# GIVEN DATA:
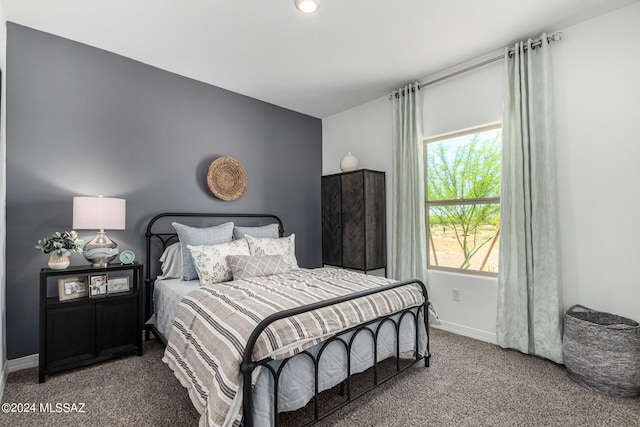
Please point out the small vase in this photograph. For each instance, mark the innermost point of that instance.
(349, 163)
(58, 263)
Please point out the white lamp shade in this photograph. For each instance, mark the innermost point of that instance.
(99, 213)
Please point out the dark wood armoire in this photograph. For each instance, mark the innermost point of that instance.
(354, 220)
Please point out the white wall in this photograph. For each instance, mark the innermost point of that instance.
(597, 87)
(596, 95)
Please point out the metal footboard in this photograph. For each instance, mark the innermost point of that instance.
(248, 365)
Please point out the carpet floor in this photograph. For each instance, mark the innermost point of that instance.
(469, 383)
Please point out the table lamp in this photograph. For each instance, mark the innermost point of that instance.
(99, 213)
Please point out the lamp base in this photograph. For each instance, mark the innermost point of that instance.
(100, 250)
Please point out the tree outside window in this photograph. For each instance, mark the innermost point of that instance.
(463, 200)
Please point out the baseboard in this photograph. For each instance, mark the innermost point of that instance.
(21, 363)
(465, 331)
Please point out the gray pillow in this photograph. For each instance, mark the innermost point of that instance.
(271, 230)
(199, 236)
(243, 266)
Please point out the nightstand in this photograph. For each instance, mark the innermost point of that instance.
(81, 330)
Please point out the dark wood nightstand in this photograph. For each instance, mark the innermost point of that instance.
(85, 330)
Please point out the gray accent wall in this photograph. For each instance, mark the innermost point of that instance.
(85, 122)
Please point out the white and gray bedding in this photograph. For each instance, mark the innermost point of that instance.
(202, 328)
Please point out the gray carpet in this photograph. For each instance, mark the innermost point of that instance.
(469, 383)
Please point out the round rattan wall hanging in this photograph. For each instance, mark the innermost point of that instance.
(227, 178)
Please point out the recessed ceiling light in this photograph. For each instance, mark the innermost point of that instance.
(307, 6)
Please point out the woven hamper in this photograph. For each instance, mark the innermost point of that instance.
(601, 351)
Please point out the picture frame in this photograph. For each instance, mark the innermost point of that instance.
(118, 284)
(98, 285)
(72, 288)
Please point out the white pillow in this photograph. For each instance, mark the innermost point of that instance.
(285, 246)
(171, 260)
(211, 263)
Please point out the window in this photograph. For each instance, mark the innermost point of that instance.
(462, 176)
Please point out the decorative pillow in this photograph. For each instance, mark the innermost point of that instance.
(243, 266)
(171, 260)
(284, 246)
(271, 230)
(199, 236)
(211, 260)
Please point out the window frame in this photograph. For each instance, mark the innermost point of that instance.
(470, 201)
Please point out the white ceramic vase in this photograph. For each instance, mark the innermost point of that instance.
(349, 163)
(58, 263)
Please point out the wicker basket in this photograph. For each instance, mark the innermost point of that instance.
(601, 351)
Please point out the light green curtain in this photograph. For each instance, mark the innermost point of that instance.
(409, 248)
(529, 283)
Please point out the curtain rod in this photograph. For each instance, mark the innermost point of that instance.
(557, 36)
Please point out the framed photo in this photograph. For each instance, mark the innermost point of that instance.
(118, 284)
(72, 287)
(97, 285)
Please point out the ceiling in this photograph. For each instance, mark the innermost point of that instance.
(348, 53)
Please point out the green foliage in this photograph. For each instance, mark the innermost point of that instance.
(458, 171)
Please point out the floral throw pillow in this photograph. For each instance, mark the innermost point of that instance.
(244, 266)
(211, 263)
(284, 246)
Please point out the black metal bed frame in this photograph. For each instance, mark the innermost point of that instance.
(248, 365)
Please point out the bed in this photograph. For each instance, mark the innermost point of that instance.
(253, 347)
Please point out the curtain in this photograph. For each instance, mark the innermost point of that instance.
(409, 256)
(529, 288)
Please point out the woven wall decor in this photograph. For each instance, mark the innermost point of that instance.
(226, 178)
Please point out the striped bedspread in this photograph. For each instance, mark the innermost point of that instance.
(213, 324)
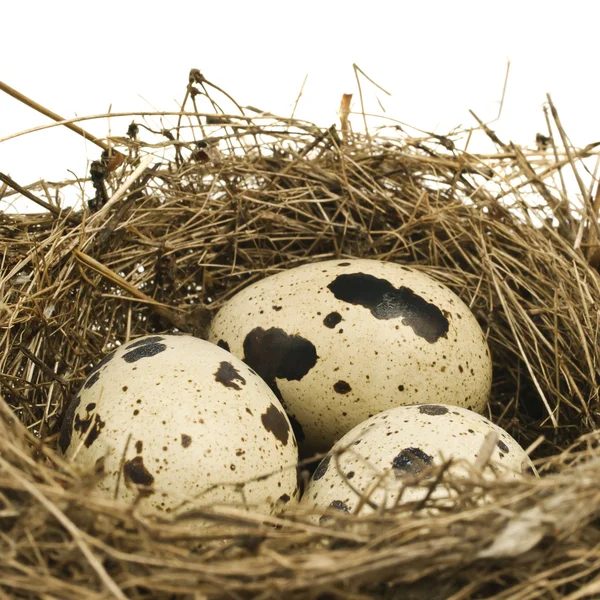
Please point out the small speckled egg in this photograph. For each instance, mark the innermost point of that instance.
(402, 442)
(179, 419)
(339, 341)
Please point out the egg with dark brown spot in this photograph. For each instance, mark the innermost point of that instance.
(403, 443)
(182, 422)
(354, 337)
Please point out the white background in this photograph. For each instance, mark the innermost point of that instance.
(438, 59)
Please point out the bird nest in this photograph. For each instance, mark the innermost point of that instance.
(176, 221)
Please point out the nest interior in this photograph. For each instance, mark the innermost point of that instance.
(162, 243)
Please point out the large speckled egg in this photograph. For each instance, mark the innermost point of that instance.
(185, 423)
(377, 457)
(339, 341)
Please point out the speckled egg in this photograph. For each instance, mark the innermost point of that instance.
(376, 457)
(339, 341)
(185, 423)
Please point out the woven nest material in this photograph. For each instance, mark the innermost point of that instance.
(160, 246)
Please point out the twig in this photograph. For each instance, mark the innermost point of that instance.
(52, 115)
(49, 207)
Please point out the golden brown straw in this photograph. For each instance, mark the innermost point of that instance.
(231, 200)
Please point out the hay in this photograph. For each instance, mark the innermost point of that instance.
(236, 198)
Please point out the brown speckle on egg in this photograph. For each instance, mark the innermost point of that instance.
(342, 387)
(433, 409)
(322, 468)
(135, 472)
(332, 319)
(411, 461)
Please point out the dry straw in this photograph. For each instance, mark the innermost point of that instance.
(194, 211)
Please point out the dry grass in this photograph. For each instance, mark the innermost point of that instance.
(168, 243)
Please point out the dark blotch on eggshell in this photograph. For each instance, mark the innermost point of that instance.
(332, 319)
(273, 353)
(322, 468)
(342, 387)
(339, 505)
(503, 447)
(411, 461)
(434, 410)
(152, 339)
(135, 471)
(275, 422)
(66, 429)
(228, 375)
(223, 344)
(386, 302)
(144, 351)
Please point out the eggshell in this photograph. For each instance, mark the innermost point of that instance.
(180, 420)
(380, 453)
(339, 341)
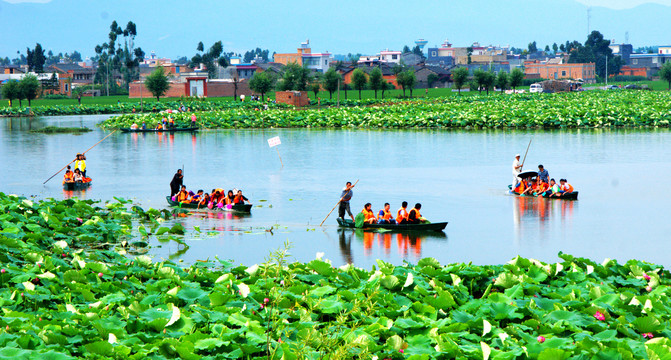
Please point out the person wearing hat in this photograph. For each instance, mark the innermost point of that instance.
(517, 169)
(543, 174)
(80, 163)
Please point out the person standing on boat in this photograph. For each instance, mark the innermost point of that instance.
(345, 197)
(517, 169)
(80, 163)
(543, 174)
(176, 182)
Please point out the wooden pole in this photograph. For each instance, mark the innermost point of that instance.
(76, 159)
(525, 154)
(336, 205)
(278, 154)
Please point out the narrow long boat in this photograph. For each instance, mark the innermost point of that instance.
(76, 185)
(189, 129)
(396, 227)
(565, 196)
(242, 208)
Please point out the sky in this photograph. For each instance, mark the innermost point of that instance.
(173, 28)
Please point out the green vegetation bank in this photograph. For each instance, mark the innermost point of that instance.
(69, 290)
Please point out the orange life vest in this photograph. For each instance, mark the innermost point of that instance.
(182, 196)
(386, 216)
(368, 214)
(401, 214)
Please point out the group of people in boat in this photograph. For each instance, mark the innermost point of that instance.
(218, 198)
(165, 124)
(79, 173)
(540, 185)
(384, 216)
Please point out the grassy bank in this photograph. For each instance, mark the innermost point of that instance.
(587, 109)
(68, 291)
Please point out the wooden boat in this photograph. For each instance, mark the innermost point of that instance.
(76, 185)
(191, 129)
(569, 196)
(242, 208)
(396, 227)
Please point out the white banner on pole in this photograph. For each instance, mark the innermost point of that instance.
(272, 142)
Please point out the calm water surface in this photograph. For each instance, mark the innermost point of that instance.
(458, 176)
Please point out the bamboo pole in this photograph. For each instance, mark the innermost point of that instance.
(329, 214)
(76, 159)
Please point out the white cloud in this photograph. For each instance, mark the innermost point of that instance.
(623, 4)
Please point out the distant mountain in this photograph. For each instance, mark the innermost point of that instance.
(173, 28)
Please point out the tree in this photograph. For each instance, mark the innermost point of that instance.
(459, 77)
(330, 81)
(516, 77)
(157, 83)
(376, 80)
(359, 80)
(431, 79)
(315, 87)
(490, 79)
(30, 87)
(261, 83)
(11, 91)
(480, 78)
(664, 73)
(296, 77)
(502, 80)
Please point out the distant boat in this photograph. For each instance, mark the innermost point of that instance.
(242, 208)
(191, 129)
(396, 227)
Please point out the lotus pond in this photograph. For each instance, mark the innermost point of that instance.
(69, 291)
(589, 109)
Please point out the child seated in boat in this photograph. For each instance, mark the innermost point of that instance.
(69, 176)
(78, 176)
(195, 198)
(369, 216)
(384, 216)
(183, 195)
(239, 198)
(414, 216)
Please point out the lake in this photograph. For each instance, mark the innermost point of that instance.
(458, 176)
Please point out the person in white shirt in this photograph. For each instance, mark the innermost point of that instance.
(517, 169)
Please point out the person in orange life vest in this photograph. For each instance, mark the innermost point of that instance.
(384, 216)
(195, 198)
(69, 176)
(541, 188)
(402, 213)
(229, 198)
(566, 188)
(414, 216)
(530, 188)
(239, 198)
(369, 216)
(183, 195)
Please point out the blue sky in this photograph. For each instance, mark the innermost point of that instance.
(173, 28)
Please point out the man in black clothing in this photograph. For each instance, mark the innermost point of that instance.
(176, 182)
(345, 197)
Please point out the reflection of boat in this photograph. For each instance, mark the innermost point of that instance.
(76, 185)
(396, 227)
(243, 208)
(191, 129)
(569, 196)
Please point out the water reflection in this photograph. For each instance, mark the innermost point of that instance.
(408, 245)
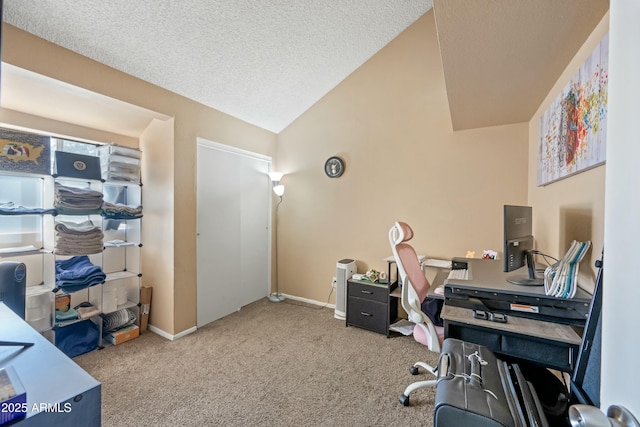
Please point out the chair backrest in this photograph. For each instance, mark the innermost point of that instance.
(414, 284)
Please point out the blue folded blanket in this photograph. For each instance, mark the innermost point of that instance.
(77, 273)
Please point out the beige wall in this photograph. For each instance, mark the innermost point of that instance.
(174, 305)
(572, 208)
(390, 121)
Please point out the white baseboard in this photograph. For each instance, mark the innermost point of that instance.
(170, 336)
(191, 330)
(310, 301)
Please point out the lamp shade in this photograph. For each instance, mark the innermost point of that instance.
(275, 176)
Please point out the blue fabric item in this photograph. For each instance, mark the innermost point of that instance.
(77, 338)
(77, 273)
(63, 316)
(9, 208)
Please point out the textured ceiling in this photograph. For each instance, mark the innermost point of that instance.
(502, 57)
(265, 62)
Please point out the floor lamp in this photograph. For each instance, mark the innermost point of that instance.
(278, 189)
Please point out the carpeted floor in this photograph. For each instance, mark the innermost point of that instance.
(270, 364)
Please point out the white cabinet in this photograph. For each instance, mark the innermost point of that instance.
(40, 228)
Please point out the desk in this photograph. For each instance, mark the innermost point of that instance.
(543, 336)
(59, 392)
(549, 344)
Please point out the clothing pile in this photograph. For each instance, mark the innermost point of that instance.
(120, 211)
(77, 201)
(10, 208)
(78, 238)
(77, 273)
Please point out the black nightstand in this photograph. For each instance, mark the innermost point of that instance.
(372, 306)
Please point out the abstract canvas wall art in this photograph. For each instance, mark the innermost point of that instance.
(573, 130)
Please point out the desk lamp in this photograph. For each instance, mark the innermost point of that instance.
(278, 189)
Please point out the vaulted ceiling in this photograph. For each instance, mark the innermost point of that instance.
(268, 62)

# TASK OBJECTIVE:
Begin with the line containing "Please point out the textured" and repeat each line exactly until the records above end.

# SOLVED EXERCISE:
Please point out the textured ceiling in this photograph. For each instance, mark the innermost point of that instance.
(502, 57)
(265, 62)
Please point out the floor lamp in this photograph. For each instance, mark the innermost point of that instance.
(278, 189)
Please point out the carpeted floor in this photograph. For each instance, mark the innermost point of that instance.
(270, 364)
Please point out the white cabinet in this photograph. For each instance, mark the innermost point of that instance.
(40, 228)
Please point out the desk in this photograph. For each instance, mark the innermost point of that instance.
(543, 336)
(59, 392)
(549, 344)
Please point out the clothing pile in this photograph. For each instance, mark the innermost point of that instance.
(120, 211)
(77, 201)
(10, 208)
(78, 238)
(77, 273)
Please point out the black nightstand in this photograph. For each instance, mark the innermost point of that instance.
(372, 306)
Please point out the abstract canvas wall art in this photograph. For each instance, mark the innermost point of that instance.
(573, 130)
Please point out the desk lamp in this photograph. For each instance, mark the innermost point of that instance.
(278, 189)
Please point out the vaulted ceiling in this photograph. For each instance, mark the innermost point of that instance.
(268, 62)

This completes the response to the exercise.